> **What you need to do**: Copy the data from its beginning through the line with "x=388 y=171", inclusive, keeping every line and its wording. Multiply each answer coordinate by 1.95 and round to the nearest whole number, rounding halves up; leave the sample coordinates unchanged.

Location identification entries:
+ + + +
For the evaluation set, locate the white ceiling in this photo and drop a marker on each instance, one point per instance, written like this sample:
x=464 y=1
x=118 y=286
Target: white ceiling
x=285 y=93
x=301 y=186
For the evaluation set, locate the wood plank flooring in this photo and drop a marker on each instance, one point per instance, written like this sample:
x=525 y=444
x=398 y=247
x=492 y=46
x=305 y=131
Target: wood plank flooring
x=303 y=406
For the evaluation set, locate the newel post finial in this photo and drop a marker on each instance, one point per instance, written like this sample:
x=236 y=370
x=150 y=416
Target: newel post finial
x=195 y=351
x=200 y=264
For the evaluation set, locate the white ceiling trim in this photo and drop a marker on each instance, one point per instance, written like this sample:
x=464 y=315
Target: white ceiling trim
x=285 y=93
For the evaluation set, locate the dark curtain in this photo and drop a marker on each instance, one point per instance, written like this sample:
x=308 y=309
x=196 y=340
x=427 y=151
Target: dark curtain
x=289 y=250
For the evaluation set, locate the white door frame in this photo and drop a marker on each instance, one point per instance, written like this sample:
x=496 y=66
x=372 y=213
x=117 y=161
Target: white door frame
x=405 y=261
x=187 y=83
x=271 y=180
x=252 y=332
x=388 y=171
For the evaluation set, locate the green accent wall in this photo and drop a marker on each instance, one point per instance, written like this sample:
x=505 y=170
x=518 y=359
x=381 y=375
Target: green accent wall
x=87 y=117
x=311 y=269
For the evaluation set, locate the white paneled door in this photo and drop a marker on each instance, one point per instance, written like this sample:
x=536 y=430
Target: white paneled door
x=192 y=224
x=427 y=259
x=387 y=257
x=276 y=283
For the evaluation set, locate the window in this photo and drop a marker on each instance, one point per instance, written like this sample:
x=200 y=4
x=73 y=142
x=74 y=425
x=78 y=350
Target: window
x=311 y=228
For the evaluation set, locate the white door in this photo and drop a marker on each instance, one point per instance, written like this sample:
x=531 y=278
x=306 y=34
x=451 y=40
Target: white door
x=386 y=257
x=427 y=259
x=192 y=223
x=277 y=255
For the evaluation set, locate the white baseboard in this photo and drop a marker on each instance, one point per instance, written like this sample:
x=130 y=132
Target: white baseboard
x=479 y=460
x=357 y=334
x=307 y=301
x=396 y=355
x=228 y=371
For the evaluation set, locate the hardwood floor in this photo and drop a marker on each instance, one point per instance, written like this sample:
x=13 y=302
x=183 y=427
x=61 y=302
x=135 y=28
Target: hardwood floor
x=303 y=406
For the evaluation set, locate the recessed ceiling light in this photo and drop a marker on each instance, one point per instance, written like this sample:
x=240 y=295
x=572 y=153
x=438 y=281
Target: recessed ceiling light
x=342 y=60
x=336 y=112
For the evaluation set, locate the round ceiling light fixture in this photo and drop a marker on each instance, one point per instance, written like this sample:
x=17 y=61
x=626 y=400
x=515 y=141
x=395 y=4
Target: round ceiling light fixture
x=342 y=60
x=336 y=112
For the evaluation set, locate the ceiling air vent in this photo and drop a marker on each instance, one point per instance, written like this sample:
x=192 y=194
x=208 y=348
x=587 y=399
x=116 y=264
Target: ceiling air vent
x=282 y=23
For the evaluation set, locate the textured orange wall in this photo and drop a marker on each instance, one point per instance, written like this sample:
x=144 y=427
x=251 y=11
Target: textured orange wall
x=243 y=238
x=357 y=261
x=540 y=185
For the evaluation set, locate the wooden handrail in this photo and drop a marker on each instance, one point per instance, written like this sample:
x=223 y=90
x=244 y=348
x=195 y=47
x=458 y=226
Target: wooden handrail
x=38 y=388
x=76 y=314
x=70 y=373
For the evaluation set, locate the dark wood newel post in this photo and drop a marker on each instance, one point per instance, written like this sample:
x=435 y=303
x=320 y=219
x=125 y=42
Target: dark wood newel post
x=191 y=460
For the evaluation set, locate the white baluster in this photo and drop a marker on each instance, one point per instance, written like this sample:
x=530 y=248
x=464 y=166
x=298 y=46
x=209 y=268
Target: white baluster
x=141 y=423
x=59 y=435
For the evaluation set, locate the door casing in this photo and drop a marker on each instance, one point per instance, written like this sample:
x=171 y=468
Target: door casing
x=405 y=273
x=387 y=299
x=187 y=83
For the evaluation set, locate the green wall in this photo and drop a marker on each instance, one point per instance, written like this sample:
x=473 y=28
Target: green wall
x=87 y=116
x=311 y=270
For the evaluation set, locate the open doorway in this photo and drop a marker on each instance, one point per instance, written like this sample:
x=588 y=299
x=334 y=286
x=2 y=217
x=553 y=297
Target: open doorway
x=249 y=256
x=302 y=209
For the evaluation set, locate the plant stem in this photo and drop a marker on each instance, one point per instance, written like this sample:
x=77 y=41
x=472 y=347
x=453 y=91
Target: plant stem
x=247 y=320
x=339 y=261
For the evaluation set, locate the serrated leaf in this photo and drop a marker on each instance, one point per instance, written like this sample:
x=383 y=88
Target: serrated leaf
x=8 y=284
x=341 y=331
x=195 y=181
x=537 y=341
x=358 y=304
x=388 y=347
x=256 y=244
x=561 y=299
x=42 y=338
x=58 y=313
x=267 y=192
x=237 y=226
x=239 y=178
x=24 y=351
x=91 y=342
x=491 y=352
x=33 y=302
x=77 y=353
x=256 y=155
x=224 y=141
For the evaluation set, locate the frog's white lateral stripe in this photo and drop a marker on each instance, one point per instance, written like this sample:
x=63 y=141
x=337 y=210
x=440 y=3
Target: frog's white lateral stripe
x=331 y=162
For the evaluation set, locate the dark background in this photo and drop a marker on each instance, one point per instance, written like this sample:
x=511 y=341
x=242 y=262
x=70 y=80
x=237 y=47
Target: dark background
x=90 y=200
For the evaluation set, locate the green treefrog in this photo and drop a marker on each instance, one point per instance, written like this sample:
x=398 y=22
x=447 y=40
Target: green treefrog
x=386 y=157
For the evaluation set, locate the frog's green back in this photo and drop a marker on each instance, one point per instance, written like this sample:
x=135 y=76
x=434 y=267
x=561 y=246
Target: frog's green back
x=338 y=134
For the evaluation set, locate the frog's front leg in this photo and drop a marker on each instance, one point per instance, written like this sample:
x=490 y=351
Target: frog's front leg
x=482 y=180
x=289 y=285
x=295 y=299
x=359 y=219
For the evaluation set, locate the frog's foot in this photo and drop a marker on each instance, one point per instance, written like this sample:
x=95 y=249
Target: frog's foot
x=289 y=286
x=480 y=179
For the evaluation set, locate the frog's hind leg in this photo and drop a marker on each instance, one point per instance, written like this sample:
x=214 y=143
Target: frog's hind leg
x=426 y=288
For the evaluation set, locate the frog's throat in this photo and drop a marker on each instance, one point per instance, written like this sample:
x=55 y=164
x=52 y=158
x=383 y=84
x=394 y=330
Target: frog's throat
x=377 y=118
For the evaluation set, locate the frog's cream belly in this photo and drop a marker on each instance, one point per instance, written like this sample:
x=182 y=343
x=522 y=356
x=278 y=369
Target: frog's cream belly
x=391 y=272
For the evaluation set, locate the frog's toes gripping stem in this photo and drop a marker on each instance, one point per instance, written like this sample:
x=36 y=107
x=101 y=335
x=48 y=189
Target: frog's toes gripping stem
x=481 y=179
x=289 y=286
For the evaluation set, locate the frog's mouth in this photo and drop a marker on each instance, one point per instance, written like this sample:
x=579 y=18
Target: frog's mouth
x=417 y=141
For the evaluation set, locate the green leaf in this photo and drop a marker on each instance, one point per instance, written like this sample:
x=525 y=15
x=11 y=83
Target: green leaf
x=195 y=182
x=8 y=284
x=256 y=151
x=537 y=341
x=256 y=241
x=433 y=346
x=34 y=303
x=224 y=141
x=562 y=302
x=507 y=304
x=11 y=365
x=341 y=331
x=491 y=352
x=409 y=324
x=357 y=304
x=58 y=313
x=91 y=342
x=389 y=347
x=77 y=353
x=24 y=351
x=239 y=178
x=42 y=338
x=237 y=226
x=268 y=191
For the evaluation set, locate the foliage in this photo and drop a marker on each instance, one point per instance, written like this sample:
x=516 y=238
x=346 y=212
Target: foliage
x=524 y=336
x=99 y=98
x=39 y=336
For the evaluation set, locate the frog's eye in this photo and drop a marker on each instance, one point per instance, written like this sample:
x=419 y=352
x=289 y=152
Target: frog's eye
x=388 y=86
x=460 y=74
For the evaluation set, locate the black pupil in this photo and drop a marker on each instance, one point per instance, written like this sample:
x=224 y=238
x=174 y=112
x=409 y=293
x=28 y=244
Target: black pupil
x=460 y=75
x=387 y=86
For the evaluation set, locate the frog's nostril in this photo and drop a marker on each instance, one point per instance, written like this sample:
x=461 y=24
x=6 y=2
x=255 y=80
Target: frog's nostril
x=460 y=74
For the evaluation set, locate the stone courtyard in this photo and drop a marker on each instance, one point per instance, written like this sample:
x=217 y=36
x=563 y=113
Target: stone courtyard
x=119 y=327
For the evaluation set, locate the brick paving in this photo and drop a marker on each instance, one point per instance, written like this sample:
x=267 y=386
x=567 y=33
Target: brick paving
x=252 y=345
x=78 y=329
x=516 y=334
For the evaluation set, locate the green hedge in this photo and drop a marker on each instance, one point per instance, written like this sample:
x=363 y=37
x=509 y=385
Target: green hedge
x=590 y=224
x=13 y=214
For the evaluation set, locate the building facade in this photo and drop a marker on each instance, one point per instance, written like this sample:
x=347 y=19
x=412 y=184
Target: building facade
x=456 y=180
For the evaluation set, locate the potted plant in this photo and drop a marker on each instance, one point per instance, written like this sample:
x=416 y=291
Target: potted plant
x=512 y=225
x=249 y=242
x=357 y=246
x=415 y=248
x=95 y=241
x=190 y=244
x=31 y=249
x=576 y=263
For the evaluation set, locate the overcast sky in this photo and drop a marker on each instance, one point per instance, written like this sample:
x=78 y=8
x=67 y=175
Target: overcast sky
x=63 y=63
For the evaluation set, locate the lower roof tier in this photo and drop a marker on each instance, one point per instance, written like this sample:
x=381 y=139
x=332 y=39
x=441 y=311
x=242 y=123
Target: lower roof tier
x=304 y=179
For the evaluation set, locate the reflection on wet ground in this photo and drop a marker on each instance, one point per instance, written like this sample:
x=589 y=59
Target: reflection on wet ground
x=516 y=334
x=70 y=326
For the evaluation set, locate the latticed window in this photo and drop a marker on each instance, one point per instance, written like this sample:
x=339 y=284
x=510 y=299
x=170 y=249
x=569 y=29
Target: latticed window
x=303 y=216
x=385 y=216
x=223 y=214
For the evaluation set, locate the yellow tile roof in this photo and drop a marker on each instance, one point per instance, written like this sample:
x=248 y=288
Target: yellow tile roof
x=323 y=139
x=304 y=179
+ + + +
> **Task response**:
For the evaluation set, locate the white ceiling in this photo and drop a marker on each instance, one point per instance, written like this sample:
x=464 y=1
x=118 y=286
Target: white ceiling
x=556 y=181
x=587 y=363
For the evaluation set, locate the wood plank flooring in this photo and drop a marker on each instance, one point per instance, written like this sample:
x=525 y=444
x=398 y=247
x=492 y=46
x=305 y=131
Target: wood plank flooring
x=591 y=792
For the evaluation set, locate the newel post finial in this photo and drop a marker on each instance, one point per instance, written like this sample:
x=236 y=370
x=150 y=416
Target: newel post finial
x=380 y=684
x=390 y=515
For the evaluation set, locate the white ceiling trim in this photo and drop a marker on each instance, one point per instance, written like this sample:
x=464 y=315
Target: white ceiling trim
x=556 y=181
For the evaluation set, locate the dark curtain in this photo and drop a marker on each instance, one point per instance, written like this sample:
x=308 y=309
x=196 y=340
x=427 y=151
Target: dark curtain
x=564 y=488
For the evaluation set, locate the white door frame in this photo and drop a marker on each instance, one point per instance, written like this sample:
x=496 y=66
x=372 y=213
x=117 y=161
Target: white door frame
x=790 y=509
x=365 y=162
x=528 y=351
x=491 y=647
x=757 y=333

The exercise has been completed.